- Problem details: Print nothing but the lines below starting at the line that holds "Put a single dot on each instance of the white" and ending at the line that holds "Target: fallen tree trunk", including both, each exactly as written.
[Start of Attachment]
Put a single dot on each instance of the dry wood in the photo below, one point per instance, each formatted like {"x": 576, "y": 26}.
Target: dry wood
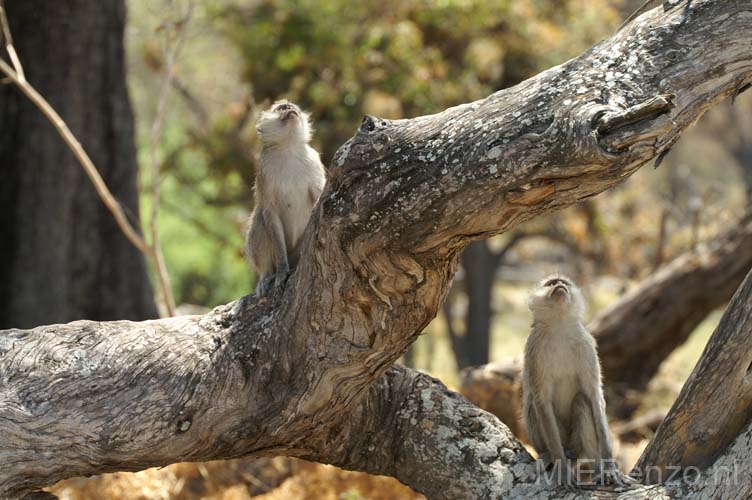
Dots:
{"x": 303, "y": 372}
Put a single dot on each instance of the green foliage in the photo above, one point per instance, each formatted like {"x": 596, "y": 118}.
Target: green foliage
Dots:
{"x": 390, "y": 58}
{"x": 339, "y": 60}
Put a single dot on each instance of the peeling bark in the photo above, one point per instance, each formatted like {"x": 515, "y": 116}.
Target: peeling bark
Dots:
{"x": 283, "y": 375}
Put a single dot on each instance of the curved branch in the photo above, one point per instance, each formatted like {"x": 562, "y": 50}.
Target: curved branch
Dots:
{"x": 403, "y": 199}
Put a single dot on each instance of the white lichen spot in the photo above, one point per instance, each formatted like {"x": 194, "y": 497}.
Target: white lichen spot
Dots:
{"x": 494, "y": 152}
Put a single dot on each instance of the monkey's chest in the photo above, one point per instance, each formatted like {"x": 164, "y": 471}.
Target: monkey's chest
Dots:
{"x": 564, "y": 372}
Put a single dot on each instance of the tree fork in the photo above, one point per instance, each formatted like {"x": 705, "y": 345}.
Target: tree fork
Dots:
{"x": 265, "y": 377}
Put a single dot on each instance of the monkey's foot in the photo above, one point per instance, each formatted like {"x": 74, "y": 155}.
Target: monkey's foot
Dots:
{"x": 263, "y": 286}
{"x": 276, "y": 280}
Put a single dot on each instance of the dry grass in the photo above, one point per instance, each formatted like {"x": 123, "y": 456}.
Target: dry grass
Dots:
{"x": 262, "y": 479}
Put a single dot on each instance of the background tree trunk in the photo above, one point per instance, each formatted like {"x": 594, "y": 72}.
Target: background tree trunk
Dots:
{"x": 639, "y": 331}
{"x": 301, "y": 372}
{"x": 62, "y": 257}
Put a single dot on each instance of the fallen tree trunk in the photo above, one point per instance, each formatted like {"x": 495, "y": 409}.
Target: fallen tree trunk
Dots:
{"x": 283, "y": 375}
{"x": 640, "y": 330}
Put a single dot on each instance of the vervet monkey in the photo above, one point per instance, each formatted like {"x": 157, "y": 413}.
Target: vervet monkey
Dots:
{"x": 290, "y": 180}
{"x": 563, "y": 406}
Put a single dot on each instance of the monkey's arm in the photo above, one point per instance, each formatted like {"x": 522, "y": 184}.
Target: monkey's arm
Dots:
{"x": 275, "y": 229}
{"x": 549, "y": 429}
{"x": 313, "y": 195}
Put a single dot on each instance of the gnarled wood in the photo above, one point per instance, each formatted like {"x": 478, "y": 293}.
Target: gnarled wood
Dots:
{"x": 716, "y": 402}
{"x": 638, "y": 332}
{"x": 282, "y": 375}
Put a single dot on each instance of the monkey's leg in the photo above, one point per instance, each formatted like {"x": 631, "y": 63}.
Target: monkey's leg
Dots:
{"x": 532, "y": 425}
{"x": 584, "y": 439}
{"x": 274, "y": 226}
{"x": 592, "y": 440}
{"x": 550, "y": 432}
{"x": 259, "y": 251}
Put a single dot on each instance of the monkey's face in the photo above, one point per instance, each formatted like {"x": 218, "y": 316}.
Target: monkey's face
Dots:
{"x": 557, "y": 296}
{"x": 284, "y": 123}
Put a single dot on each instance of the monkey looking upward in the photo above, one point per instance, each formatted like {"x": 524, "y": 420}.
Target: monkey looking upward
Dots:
{"x": 563, "y": 405}
{"x": 290, "y": 180}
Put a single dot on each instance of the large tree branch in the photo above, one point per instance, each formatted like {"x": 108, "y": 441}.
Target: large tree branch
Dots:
{"x": 715, "y": 403}
{"x": 404, "y": 199}
{"x": 638, "y": 332}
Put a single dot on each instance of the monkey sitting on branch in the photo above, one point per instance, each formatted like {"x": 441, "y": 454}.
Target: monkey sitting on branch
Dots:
{"x": 563, "y": 405}
{"x": 289, "y": 182}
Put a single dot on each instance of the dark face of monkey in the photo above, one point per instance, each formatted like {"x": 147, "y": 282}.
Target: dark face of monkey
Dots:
{"x": 284, "y": 123}
{"x": 556, "y": 296}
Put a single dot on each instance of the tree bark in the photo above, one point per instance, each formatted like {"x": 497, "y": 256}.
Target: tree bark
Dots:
{"x": 62, "y": 256}
{"x": 715, "y": 404}
{"x": 284, "y": 374}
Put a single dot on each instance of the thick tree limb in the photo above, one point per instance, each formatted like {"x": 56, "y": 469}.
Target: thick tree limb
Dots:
{"x": 638, "y": 332}
{"x": 404, "y": 198}
{"x": 715, "y": 404}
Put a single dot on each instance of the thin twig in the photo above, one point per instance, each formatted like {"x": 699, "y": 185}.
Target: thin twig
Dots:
{"x": 91, "y": 171}
{"x": 171, "y": 51}
{"x": 153, "y": 251}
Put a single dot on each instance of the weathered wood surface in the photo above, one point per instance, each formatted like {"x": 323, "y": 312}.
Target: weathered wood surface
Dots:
{"x": 302, "y": 373}
{"x": 640, "y": 330}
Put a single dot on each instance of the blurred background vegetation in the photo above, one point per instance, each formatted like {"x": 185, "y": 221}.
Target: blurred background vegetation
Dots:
{"x": 398, "y": 59}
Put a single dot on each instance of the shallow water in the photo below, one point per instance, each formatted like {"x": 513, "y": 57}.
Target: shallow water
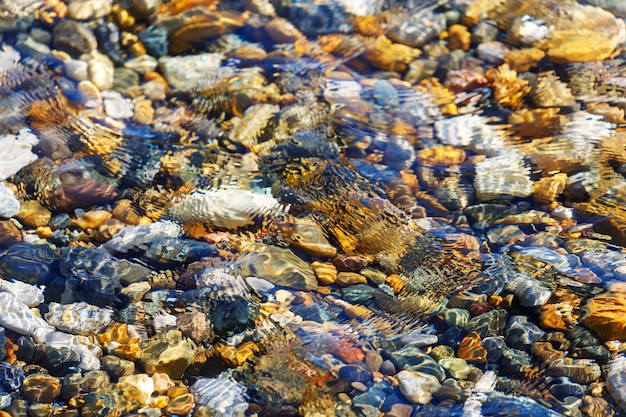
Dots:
{"x": 312, "y": 208}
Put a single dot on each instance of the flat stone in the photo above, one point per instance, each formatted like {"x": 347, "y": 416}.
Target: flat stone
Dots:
{"x": 606, "y": 313}
{"x": 9, "y": 205}
{"x": 73, "y": 37}
{"x": 167, "y": 353}
{"x": 40, "y": 388}
{"x": 279, "y": 266}
{"x": 187, "y": 72}
{"x": 417, "y": 387}
{"x": 88, "y": 9}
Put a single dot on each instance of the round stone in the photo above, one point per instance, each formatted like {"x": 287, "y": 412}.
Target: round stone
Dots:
{"x": 417, "y": 387}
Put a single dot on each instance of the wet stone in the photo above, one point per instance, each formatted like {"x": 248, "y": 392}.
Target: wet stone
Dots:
{"x": 514, "y": 361}
{"x": 495, "y": 347}
{"x": 11, "y": 377}
{"x": 9, "y": 233}
{"x": 117, "y": 367}
{"x": 414, "y": 359}
{"x": 169, "y": 252}
{"x": 521, "y": 334}
{"x": 125, "y": 79}
{"x": 74, "y": 38}
{"x": 417, "y": 387}
{"x": 58, "y": 361}
{"x": 167, "y": 353}
{"x": 41, "y": 388}
{"x": 471, "y": 349}
{"x": 455, "y": 317}
{"x": 582, "y": 371}
{"x": 562, "y": 388}
{"x": 232, "y": 316}
{"x": 33, "y": 264}
{"x": 488, "y": 324}
{"x": 91, "y": 276}
{"x": 374, "y": 396}
{"x": 456, "y": 367}
{"x": 279, "y": 266}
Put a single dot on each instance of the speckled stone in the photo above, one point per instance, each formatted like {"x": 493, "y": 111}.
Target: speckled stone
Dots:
{"x": 167, "y": 353}
{"x": 488, "y": 324}
{"x": 40, "y": 388}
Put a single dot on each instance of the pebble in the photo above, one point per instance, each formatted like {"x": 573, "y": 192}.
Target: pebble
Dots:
{"x": 142, "y": 64}
{"x": 615, "y": 380}
{"x": 74, "y": 38}
{"x": 116, "y": 106}
{"x": 101, "y": 71}
{"x": 222, "y": 394}
{"x": 9, "y": 205}
{"x": 40, "y": 388}
{"x": 521, "y": 334}
{"x": 279, "y": 266}
{"x": 15, "y": 152}
{"x": 88, "y": 9}
{"x": 141, "y": 385}
{"x": 167, "y": 353}
{"x": 412, "y": 358}
{"x": 188, "y": 72}
{"x": 9, "y": 233}
{"x": 76, "y": 69}
{"x": 606, "y": 313}
{"x": 456, "y": 367}
{"x": 417, "y": 387}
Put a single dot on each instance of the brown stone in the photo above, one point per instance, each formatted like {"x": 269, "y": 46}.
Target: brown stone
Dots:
{"x": 471, "y": 349}
{"x": 282, "y": 31}
{"x": 606, "y": 313}
{"x": 545, "y": 352}
{"x": 195, "y": 325}
{"x": 388, "y": 56}
{"x": 349, "y": 263}
{"x": 180, "y": 405}
{"x": 325, "y": 272}
{"x": 9, "y": 233}
{"x": 523, "y": 60}
{"x": 345, "y": 279}
{"x": 92, "y": 219}
{"x": 33, "y": 214}
{"x": 348, "y": 354}
{"x": 205, "y": 26}
{"x": 577, "y": 45}
{"x": 549, "y": 318}
{"x": 236, "y": 356}
{"x": 40, "y": 388}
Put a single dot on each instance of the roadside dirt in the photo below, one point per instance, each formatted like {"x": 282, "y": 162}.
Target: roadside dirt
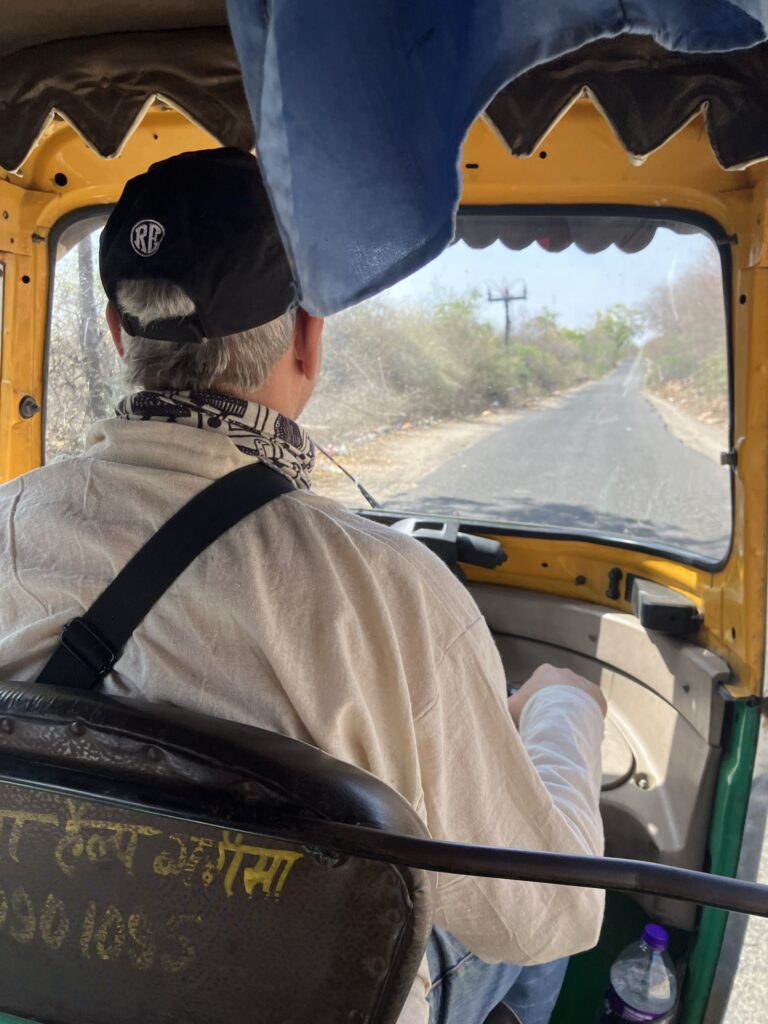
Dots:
{"x": 710, "y": 438}
{"x": 399, "y": 460}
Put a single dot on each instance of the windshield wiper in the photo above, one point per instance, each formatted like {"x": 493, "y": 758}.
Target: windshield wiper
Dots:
{"x": 369, "y": 498}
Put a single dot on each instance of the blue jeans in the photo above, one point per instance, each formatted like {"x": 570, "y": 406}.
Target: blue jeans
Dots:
{"x": 465, "y": 988}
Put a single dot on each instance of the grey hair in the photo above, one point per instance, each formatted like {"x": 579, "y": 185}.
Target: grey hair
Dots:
{"x": 241, "y": 360}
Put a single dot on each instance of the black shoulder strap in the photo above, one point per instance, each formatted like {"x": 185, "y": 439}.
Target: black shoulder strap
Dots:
{"x": 91, "y": 644}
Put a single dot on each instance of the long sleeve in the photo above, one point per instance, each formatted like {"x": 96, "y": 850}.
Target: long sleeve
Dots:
{"x": 484, "y": 782}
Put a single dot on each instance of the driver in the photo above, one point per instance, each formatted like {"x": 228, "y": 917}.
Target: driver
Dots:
{"x": 303, "y": 619}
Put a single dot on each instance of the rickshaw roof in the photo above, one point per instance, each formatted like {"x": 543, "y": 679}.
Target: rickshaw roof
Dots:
{"x": 100, "y": 67}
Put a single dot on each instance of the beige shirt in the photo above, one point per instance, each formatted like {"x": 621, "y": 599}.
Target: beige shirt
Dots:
{"x": 310, "y": 621}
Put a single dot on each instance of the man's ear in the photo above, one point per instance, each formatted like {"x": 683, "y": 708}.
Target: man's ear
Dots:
{"x": 113, "y": 322}
{"x": 307, "y": 342}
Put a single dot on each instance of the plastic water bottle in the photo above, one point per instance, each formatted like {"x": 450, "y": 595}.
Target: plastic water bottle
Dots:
{"x": 643, "y": 986}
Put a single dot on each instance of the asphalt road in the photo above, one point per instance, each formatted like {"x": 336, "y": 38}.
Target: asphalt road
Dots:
{"x": 600, "y": 460}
[End of Attachment]
- Response:
Put a single dot on each instance of the white lichen spot in the photo above, one point per instance, each formatted like {"x": 194, "y": 497}.
Target: white lichen spot
Dots:
{"x": 494, "y": 152}
Put a single dot on each instance of the monkey's chest in the photo above, one point per instance, each formatted like {"x": 164, "y": 471}.
Target: monkey's chest
Dots:
{"x": 564, "y": 372}
Put a single dot on each instance of the tree fork in the photo above, one point per instance, each formatted like {"x": 705, "y": 345}.
Target: tree fork
Dots:
{"x": 265, "y": 377}
Put a single dot on each instance of the monkey's foot in the photo above, one point per instance, each formatted like {"x": 74, "y": 155}.
Target: monkey's foot
Dots:
{"x": 263, "y": 286}
{"x": 276, "y": 280}
Put a single dot on each instance of the dry grass in the photo above, one point per instance, each formatted like {"x": 123, "y": 456}.
Target: dry grass
Dots:
{"x": 262, "y": 479}
Put a single dot on each instance of the background tree trunk in the photo above, one point per instance, each formatted like {"x": 594, "y": 72}.
Target: background tree trunk
Dots:
{"x": 639, "y": 331}
{"x": 301, "y": 372}
{"x": 62, "y": 257}
Put a single dot on each instance of the fallen tree trunk in the photo above, one point per instance, each formatted like {"x": 495, "y": 409}.
Target: fallen tree trunk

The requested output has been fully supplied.